- [Fragmento del texto]
################
Lo sucedido el 26/27 de agosto en el Congreso no fue una anomalía dentro de un proceso signado por la irrupción de fuerzas nuevas de la derecha e izquierda en el juego institucional. Al contrario, el resultado ha sido muy tradicional para un proceso que se supone inédito.
En el resultado hay poco de innovador. No se ha quebrado nada.
En el debate de la confianza no ha ganado el cambio, sino la tradición. El discurso de Bellido fue extremadamente acotado en reformas, incluido las referencias a la cuestión constituyente, que ha quedado en el aire a la espera de nuevos impulsos que no figurarán en los libretos y, por lo tanto, plenos de incertidumbre.
Si algunos piensan que fue bueno que la sangre no llegara al río -es decir, el rechazo a la confianza- lo malo es, en cambio, que se haya perdido la oportunidad de que el Ejecutivo y el Congreso cotejen sus ofertas de reforma para la crisis larga que nos ha traído hasta aquí, y para la crisis “corta” de la pandemia y el desempleo que reclaman acción urgente. Las útiles intervenciones finales de ministros y las alertas de algunos legisladores confirman que la ventana para el debate de proyectos debió abrirse de par en par.
Un riesgo de los procesos de confrontación institucional es la autolimitación de los actores, una falsa moderación en la que se decide abandonar los proyectos en lugar de encontrar los consensos. Una cosa es el pacto y otra la complicidad.
Noticia que en el Congreso no se impusiera la agenda rupturista. Más aún, que el primer encuentro entre los poderes no fuera una colisión destructiva significa que la mayoría numérica que eligió la mesa directiva no se ha convertido en una mayoría política antagónica al gobierno, dejando espacio para una gobernabilidad del cambio. El sentido del voto de confianza es que los 73 votos a favor de ella es una promesa de cooperación y no un estorbo salvado, y que los 50 votos contra la confianza es una derrota dulce de la coalición vacadora.
Es cierto que la reunión del 26/27 permite trazar un campo de identidades vencedoras y vencidas, trasladando el rayado de cancha surgido luego de la segunda vuelta electoral. En esa dimensión del análisis, esta ha sido la primera victoria del gobierno y la primera derrota de la ultraderecha. Entre los vencedores se ubica en una posición expectante el centro parlamentario -una centro derecha si se le aprecia en un plano mayor- que ha contribuido con el 46% de los 73 votos de la confianza, de modo que habría que preguntarse quien ha ganado más en esa crucial votación, la coalición parlamentaria equidistante que se erige en la llave de la estabilidad o el gobierno que ha rebajado su mensaje politico inicial.
Me temo que ese rayado de cancha empieza a ser sustituido por una nueva relación de fuerzas donde se descompone el escenario en nuevos elementos: dos grandes bloques en el Gobierno, tres en el Congreso, en tanto la sociedad empieza a dividirse entre el apoyo militante al Gobierno y en la denuncia militante del mismo.
################
- [Información de origen]
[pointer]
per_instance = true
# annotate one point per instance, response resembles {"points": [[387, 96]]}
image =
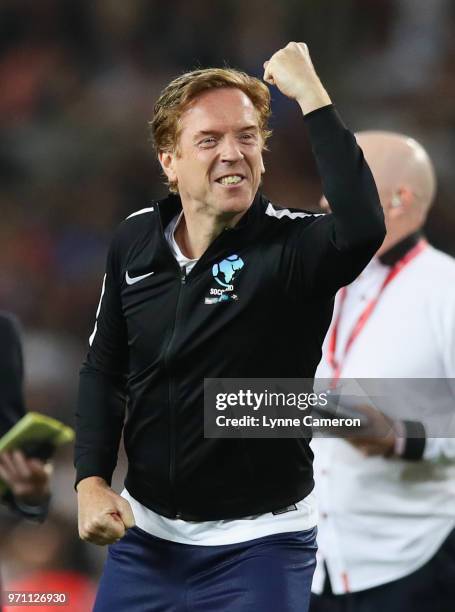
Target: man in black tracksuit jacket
{"points": [[160, 332]]}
################
- [Completa lo siguiente]
1) Contesta con datos del texto sobre el voto de confianza:
(a) ¿En qué fecha ocurrió lo sucedido en el Congreso?
(b) ¿Cuántos votos hubo a favor de la confianza?
(c) ¿Qué porcentaje de esos votos aportó el centro parlamentario?
2) Cita tal cual el tramo del texto que va desde "Es cierto que" hasta "mensaje politico inicial.".

- [Respuestas]
1)
(a) El 26/27 de agosto.
(b) 73 votos.
(c) El 46%.

2)
Es cierto que la reunión del 26/27 permite trazar un campo de identidades vencedoras y vencidas, trasladando el rayado de cancha surgido luego de la segunda vuelta electoral. En esa dimensión del análisis, esta ha sido la primera victoria del gobierno y la primera derrota de la ultraderecha. Entre los vencedores se ubica en una posición expectante el centro parlamentario -una centro derecha si se le aprecia en un plano mayor- que ha contribuido con el 46% de los 73 votos de la confianza, de modo que habría que preguntarse quien ha ganado más en esa crucial votación, la coalición parlamentaria equidistante que se erige en la llave de la estabilidad o el gobierno que ha rebajado su mensaje politico inicial.